LISTED RECORDS Block Start
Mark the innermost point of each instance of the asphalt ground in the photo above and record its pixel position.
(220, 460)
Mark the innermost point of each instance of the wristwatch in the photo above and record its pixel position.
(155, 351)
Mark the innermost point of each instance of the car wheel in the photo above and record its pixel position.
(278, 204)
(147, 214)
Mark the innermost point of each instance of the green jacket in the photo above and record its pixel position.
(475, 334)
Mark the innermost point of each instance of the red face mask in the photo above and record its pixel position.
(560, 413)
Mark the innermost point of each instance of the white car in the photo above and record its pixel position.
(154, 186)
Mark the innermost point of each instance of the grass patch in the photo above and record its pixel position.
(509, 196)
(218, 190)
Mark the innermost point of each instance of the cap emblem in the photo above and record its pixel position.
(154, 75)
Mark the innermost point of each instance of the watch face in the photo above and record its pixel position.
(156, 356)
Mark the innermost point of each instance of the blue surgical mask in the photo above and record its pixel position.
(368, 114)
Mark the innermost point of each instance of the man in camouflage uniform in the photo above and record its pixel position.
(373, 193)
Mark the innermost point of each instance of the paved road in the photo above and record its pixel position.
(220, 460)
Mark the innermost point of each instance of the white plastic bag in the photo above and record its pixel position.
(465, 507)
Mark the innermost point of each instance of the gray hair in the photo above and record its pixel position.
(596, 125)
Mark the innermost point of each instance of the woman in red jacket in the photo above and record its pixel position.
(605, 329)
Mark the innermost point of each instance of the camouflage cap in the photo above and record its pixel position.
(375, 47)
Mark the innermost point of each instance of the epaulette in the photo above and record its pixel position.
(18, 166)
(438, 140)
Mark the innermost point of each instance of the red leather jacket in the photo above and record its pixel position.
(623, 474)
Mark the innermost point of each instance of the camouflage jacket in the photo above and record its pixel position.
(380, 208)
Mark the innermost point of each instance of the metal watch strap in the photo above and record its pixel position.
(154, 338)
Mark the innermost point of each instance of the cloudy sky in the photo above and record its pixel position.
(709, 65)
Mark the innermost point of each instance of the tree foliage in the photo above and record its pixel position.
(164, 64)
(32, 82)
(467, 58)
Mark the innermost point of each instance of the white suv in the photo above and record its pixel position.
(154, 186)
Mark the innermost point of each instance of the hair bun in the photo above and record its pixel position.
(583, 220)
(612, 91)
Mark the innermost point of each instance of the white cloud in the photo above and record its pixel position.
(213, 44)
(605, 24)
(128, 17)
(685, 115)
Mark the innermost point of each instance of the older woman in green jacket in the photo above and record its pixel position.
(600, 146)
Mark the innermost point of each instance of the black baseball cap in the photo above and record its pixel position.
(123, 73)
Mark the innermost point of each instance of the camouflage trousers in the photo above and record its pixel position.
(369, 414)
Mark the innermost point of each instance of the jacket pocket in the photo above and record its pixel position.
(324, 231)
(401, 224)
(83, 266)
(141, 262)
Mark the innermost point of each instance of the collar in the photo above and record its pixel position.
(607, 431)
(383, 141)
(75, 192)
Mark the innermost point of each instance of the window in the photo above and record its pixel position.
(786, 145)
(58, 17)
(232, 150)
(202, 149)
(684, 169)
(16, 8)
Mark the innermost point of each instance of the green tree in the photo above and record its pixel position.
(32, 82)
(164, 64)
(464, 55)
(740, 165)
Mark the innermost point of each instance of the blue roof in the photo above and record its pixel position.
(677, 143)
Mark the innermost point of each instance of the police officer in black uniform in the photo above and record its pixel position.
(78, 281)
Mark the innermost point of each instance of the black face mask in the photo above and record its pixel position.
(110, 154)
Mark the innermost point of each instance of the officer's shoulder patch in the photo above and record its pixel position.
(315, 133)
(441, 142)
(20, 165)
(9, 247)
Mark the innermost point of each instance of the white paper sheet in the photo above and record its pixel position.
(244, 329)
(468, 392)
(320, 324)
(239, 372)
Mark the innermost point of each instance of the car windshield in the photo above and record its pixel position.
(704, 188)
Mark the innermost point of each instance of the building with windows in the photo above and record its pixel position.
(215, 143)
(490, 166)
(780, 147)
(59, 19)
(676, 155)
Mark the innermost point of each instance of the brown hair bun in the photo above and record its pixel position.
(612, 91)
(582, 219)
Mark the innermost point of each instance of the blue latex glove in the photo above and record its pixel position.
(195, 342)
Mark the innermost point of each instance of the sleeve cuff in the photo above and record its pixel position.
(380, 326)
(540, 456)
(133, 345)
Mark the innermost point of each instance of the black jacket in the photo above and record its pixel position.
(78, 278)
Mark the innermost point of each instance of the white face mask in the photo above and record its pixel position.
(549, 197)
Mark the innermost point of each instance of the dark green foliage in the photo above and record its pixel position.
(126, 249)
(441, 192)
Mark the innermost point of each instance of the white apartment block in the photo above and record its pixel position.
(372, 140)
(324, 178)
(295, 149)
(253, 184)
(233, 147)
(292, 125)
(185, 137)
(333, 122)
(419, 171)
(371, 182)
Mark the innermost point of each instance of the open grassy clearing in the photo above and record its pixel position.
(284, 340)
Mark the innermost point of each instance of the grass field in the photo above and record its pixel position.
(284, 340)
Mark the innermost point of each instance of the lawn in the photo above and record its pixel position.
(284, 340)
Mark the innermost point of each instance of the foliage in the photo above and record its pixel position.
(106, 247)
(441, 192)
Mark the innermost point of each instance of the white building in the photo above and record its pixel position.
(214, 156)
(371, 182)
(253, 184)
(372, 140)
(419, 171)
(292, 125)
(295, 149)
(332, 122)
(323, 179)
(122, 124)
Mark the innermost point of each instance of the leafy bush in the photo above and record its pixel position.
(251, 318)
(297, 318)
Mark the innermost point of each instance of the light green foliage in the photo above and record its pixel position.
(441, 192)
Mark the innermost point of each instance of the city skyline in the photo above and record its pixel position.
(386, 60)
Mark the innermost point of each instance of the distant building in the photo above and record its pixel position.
LISTED RECORDS Block End
The answer must consist of the lines from the one with "Mark the innermost point of each instance of the city" through the final line of the entries above, exactly as they are, and nothing else.

Mark the innermost point of each instance of the city skyline in the photo above and record its pixel position.
(386, 60)
Mark the innermost point of each instance of the distant building in the photo above and record its pixel position.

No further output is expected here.